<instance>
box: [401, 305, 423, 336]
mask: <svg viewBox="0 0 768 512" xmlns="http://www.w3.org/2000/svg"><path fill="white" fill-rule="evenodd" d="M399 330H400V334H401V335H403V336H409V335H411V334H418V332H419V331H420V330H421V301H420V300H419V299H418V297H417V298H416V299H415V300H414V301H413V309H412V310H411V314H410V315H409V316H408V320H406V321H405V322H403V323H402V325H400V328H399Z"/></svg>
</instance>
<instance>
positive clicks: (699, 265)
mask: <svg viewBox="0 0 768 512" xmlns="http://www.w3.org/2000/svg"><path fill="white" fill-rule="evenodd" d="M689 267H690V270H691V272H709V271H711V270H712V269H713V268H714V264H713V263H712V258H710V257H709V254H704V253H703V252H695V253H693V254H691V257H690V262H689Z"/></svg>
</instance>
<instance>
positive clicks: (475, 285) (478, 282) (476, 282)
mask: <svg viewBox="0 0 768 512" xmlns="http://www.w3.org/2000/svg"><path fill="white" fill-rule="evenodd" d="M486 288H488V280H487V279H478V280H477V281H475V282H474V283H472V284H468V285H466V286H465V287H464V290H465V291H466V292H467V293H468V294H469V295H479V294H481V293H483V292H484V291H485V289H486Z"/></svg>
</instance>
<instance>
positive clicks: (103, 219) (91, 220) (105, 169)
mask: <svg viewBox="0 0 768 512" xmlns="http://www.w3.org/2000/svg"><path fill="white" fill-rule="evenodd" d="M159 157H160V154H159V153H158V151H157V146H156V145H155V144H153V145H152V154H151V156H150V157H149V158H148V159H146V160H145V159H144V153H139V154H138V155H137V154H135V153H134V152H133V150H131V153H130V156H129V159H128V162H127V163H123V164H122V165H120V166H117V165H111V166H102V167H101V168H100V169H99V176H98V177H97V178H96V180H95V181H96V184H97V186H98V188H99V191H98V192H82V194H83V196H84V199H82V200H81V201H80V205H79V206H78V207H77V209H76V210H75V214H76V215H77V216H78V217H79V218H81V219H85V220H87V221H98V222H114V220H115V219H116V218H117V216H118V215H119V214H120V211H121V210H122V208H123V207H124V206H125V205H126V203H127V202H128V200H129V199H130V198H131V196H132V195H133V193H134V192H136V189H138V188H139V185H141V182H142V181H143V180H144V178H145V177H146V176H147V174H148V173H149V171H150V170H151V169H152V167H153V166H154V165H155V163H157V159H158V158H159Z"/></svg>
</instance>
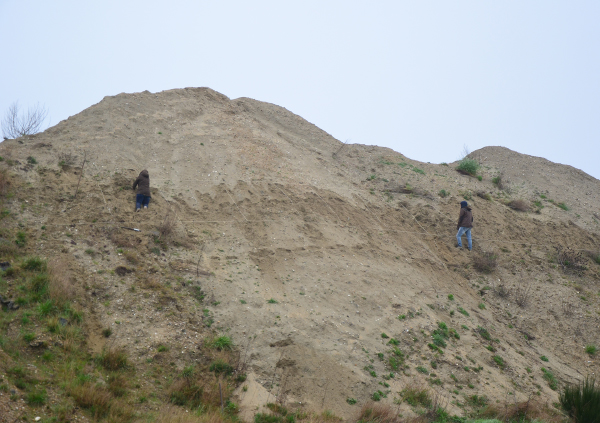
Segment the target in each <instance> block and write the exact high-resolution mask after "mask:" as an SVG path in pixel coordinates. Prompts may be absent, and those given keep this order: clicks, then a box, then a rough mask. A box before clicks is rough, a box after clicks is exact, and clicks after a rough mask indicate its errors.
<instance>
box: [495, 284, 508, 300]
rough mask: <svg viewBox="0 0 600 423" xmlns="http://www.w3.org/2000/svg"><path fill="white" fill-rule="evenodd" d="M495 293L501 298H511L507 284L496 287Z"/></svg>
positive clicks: (499, 284)
mask: <svg viewBox="0 0 600 423" xmlns="http://www.w3.org/2000/svg"><path fill="white" fill-rule="evenodd" d="M493 290H494V293H495V294H496V295H497V296H499V297H500V298H508V297H510V288H508V287H507V286H506V285H505V284H503V283H501V284H498V285H494V288H493Z"/></svg>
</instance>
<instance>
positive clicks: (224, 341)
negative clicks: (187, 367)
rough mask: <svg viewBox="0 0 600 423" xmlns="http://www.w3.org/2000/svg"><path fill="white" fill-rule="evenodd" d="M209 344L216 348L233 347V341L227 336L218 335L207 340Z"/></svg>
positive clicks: (219, 350) (227, 349)
mask: <svg viewBox="0 0 600 423" xmlns="http://www.w3.org/2000/svg"><path fill="white" fill-rule="evenodd" d="M209 346H210V347H211V348H214V349H216V350H219V351H222V350H230V349H232V348H233V341H232V340H231V338H230V337H228V336H219V337H217V338H214V339H213V340H211V341H210V342H209Z"/></svg>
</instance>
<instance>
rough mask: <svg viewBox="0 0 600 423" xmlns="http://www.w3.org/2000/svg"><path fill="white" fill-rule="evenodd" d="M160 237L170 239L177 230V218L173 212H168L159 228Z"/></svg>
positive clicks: (165, 238) (163, 239)
mask: <svg viewBox="0 0 600 423" xmlns="http://www.w3.org/2000/svg"><path fill="white" fill-rule="evenodd" d="M157 230H158V233H159V237H158V238H159V239H162V240H163V241H168V240H169V239H170V238H171V236H172V235H173V233H174V232H175V218H174V216H173V215H172V214H167V215H166V216H165V218H164V220H163V221H162V223H161V224H160V225H159V226H158V228H157Z"/></svg>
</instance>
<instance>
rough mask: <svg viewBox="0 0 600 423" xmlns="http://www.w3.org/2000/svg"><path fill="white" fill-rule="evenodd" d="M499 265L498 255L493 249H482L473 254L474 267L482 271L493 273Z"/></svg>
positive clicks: (478, 269) (473, 264) (479, 270)
mask: <svg viewBox="0 0 600 423" xmlns="http://www.w3.org/2000/svg"><path fill="white" fill-rule="evenodd" d="M497 266H498V256H497V255H496V254H495V253H494V252H491V251H482V252H481V253H480V254H476V255H474V256H473V267H474V268H475V270H477V271H479V272H481V273H492V272H493V271H494V269H496V267H497Z"/></svg>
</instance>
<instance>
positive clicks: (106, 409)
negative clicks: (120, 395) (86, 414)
mask: <svg viewBox="0 0 600 423" xmlns="http://www.w3.org/2000/svg"><path fill="white" fill-rule="evenodd" d="M69 393H70V394H71V396H72V397H73V399H74V400H75V403H76V404H77V405H78V406H80V407H81V408H86V409H93V410H94V414H95V415H96V417H103V416H105V415H106V414H108V411H109V409H110V403H111V400H112V395H111V394H110V392H109V391H108V390H107V389H105V388H102V387H100V386H96V385H92V384H91V383H85V384H83V385H80V386H75V387H74V388H71V390H70V392H69Z"/></svg>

__WORK ORDER__
Output every line of the records exactly, excluding all pictures.

__ANSWER TO THE PROBLEM__
<instance>
box: [401, 305, 423, 336]
mask: <svg viewBox="0 0 768 512" xmlns="http://www.w3.org/2000/svg"><path fill="white" fill-rule="evenodd" d="M399 330H400V334H401V335H403V336H409V335H411V334H418V332H419V331H420V330H421V301H420V300H419V299H418V297H417V298H416V299H415V300H414V301H413V309H412V310H411V314H410V315H409V316H408V320H406V321H405V322H403V323H402V325H400V328H399Z"/></svg>
</instance>
<instance>
positive clicks: (699, 265)
mask: <svg viewBox="0 0 768 512" xmlns="http://www.w3.org/2000/svg"><path fill="white" fill-rule="evenodd" d="M689 267H690V270H691V272H709V271H711V270H712V269H713V268H714V264H713V263H712V258H710V257H709V254H704V253H703V252H695V253H693V254H691V257H690V262H689Z"/></svg>
</instance>
<instance>
positive clicks: (475, 285) (478, 282) (476, 282)
mask: <svg viewBox="0 0 768 512" xmlns="http://www.w3.org/2000/svg"><path fill="white" fill-rule="evenodd" d="M486 288H488V280H487V279H478V280H477V281H475V282H474V283H472V284H468V285H466V286H465V287H464V290H465V291H466V292H467V293H468V294H469V295H479V294H481V293H483V292H484V291H485V289H486Z"/></svg>
</instance>
<instance>
positive clicks: (103, 219) (91, 220) (105, 169)
mask: <svg viewBox="0 0 768 512" xmlns="http://www.w3.org/2000/svg"><path fill="white" fill-rule="evenodd" d="M159 157H160V154H159V153H158V151H157V146H156V145H155V144H153V145H152V154H151V156H150V157H149V158H148V159H146V160H145V159H144V153H139V154H138V155H137V154H135V153H134V152H133V150H131V153H130V156H129V159H128V162H127V163H123V164H122V165H120V166H117V165H111V166H102V167H101V168H100V169H99V176H98V177H97V178H96V180H95V181H96V184H97V186H98V188H99V191H98V192H82V194H83V196H84V199H82V200H81V201H80V205H79V206H78V207H77V209H76V210H75V214H76V215H77V216H78V217H79V218H81V219H85V220H87V221H98V222H114V220H115V219H116V218H117V216H118V215H119V214H120V211H121V210H122V208H123V207H124V206H125V205H126V203H127V202H128V200H129V199H130V198H131V196H132V195H133V193H134V192H136V189H138V188H139V185H141V182H142V181H143V180H144V178H145V177H146V176H147V174H148V173H149V171H150V170H151V169H152V167H153V166H154V165H155V163H157V159H158V158H159Z"/></svg>
</instance>
Segment the target in each <instance> block and write the exact high-resolution mask after "mask:" as an SVG path in pixel coordinates. Prompts may be absent, and those given keep this order: clicks, then a box, then a rough mask. A box before clicks is rough, a box after clicks is exact, and clicks after a rough mask indicate its errors.
<instance>
box: [495, 284, 508, 300]
rough mask: <svg viewBox="0 0 600 423" xmlns="http://www.w3.org/2000/svg"><path fill="white" fill-rule="evenodd" d="M495 293L501 298H511L507 284L496 287Z"/></svg>
positive clicks: (499, 284)
mask: <svg viewBox="0 0 600 423" xmlns="http://www.w3.org/2000/svg"><path fill="white" fill-rule="evenodd" d="M493 290H494V293H495V294H496V295H497V296H499V297H500V298H508V297H510V288H508V287H507V286H506V285H505V284H503V283H501V284H498V285H494V288H493Z"/></svg>
</instance>
<instance>
positive clicks: (224, 341)
negative clicks: (187, 367)
rough mask: <svg viewBox="0 0 600 423" xmlns="http://www.w3.org/2000/svg"><path fill="white" fill-rule="evenodd" d="M209 344L216 348L233 347V341L227 336L218 335L207 340Z"/></svg>
positive clicks: (219, 350) (227, 349)
mask: <svg viewBox="0 0 600 423" xmlns="http://www.w3.org/2000/svg"><path fill="white" fill-rule="evenodd" d="M209 346H210V347H211V348H214V349H216V350H219V351H222V350H230V349H232V348H233V341H232V340H231V338H230V337H228V336H219V337H217V338H214V339H213V340H211V341H210V342H209Z"/></svg>
</instance>
<instance>
rough mask: <svg viewBox="0 0 600 423" xmlns="http://www.w3.org/2000/svg"><path fill="white" fill-rule="evenodd" d="M160 237L170 239L177 230V218L173 212H168L159 228Z"/></svg>
positive clicks: (165, 238) (163, 239)
mask: <svg viewBox="0 0 600 423" xmlns="http://www.w3.org/2000/svg"><path fill="white" fill-rule="evenodd" d="M157 230H158V233H159V237H158V238H159V239H162V240H163V241H168V240H169V239H170V238H171V236H172V235H173V233H174V232H175V218H174V216H173V215H172V214H167V215H166V216H165V218H164V220H163V221H162V223H161V224H160V225H159V226H158V228H157Z"/></svg>
</instance>
<instance>
rough mask: <svg viewBox="0 0 600 423" xmlns="http://www.w3.org/2000/svg"><path fill="white" fill-rule="evenodd" d="M499 265L498 255L493 249H482L473 254L474 267L482 271L493 273Z"/></svg>
positive clicks: (478, 269) (473, 264) (479, 270)
mask: <svg viewBox="0 0 600 423" xmlns="http://www.w3.org/2000/svg"><path fill="white" fill-rule="evenodd" d="M497 266H498V256H497V255H496V254H495V253H494V252H491V251H482V252H481V253H480V254H476V255H474V256H473V267H474V268H475V270H477V271H479V272H481V273H492V272H493V271H494V269H496V267H497Z"/></svg>
</instance>
<instance>
positive clicks: (106, 409)
negative clicks: (120, 395) (86, 414)
mask: <svg viewBox="0 0 600 423" xmlns="http://www.w3.org/2000/svg"><path fill="white" fill-rule="evenodd" d="M69 393H70V394H71V396H72V397H73V399H74V400H75V403H76V404H77V405H78V406H80V407H81V408H86V409H93V410H94V414H95V415H96V417H103V416H105V415H106V414H108V411H109V409H110V403H111V400H112V395H111V394H110V392H109V391H108V390H107V389H105V388H102V387H100V386H96V385H92V384H91V383H85V384H83V385H80V386H75V387H74V388H71V390H70V392H69Z"/></svg>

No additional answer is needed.